→ **TASK**:
Exact copies of all the lines below are required.

*** Opening INFORMATION GIVEN ***

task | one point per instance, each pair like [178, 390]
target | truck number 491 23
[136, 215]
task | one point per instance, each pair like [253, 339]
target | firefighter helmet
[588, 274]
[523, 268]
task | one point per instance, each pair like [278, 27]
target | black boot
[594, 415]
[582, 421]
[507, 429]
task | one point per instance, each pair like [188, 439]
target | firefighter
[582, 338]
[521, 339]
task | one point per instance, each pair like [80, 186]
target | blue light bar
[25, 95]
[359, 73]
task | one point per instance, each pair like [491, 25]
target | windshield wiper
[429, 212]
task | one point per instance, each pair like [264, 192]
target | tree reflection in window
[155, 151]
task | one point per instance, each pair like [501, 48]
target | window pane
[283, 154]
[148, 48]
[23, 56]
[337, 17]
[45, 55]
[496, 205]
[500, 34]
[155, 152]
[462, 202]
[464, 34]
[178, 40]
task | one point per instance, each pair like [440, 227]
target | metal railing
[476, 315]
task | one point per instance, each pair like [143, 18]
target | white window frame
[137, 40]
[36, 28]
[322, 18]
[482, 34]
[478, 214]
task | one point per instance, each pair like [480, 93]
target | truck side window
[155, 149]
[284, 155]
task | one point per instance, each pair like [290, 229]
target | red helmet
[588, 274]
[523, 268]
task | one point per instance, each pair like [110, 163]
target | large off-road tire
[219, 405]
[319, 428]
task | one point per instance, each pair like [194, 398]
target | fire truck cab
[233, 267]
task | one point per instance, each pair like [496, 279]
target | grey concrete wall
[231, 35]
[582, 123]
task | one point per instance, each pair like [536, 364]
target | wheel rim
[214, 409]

*** Closing INFORMATION GIVEN ***

→ **ANSWER SECTION**:
task | one point per instance, each pair like [178, 390]
target | truck number 491 23
[136, 215]
task | one point per instance, each pair like [253, 339]
target | firefighter helmet
[588, 274]
[523, 268]
task | one point per instance, each pair like [278, 27]
target | black boot
[594, 415]
[582, 421]
[507, 429]
task | one point per instance, each pair like [188, 439]
target | firefighter
[582, 338]
[521, 339]
task | one point per instance, each pair like [80, 186]
target | blue light bar
[25, 95]
[359, 73]
task | one point per instance, each pair like [491, 25]
target | windshield wiper
[429, 212]
task | one point per instance, each pair like [264, 192]
target | tree reflection in window
[155, 151]
task | one point per instance, each pair like [501, 48]
target | window pane
[283, 154]
[148, 48]
[23, 56]
[337, 17]
[45, 55]
[496, 205]
[500, 34]
[155, 152]
[462, 202]
[464, 34]
[178, 40]
task | one point per instance, each pair like [440, 227]
target | metal railing
[476, 315]
task | one point per instance, each pair like [143, 18]
target | white window frame
[137, 40]
[36, 28]
[322, 18]
[482, 34]
[478, 214]
task | one point per instance, each pair like [480, 93]
target | truck side window
[155, 149]
[284, 155]
task | one point per instance, each pair like [290, 229]
target | red helmet
[588, 274]
[523, 268]
task | one point per instance, each pair like [110, 163]
target | large off-road tire
[219, 405]
[319, 428]
task | one point per instance, each pair like [194, 398]
target | fire truck cab
[233, 267]
task | one point per instance, each pair like [496, 279]
target | grey concrete wall
[231, 35]
[582, 123]
task | one point per instance, each pair like [536, 364]
target | wheel rim
[214, 409]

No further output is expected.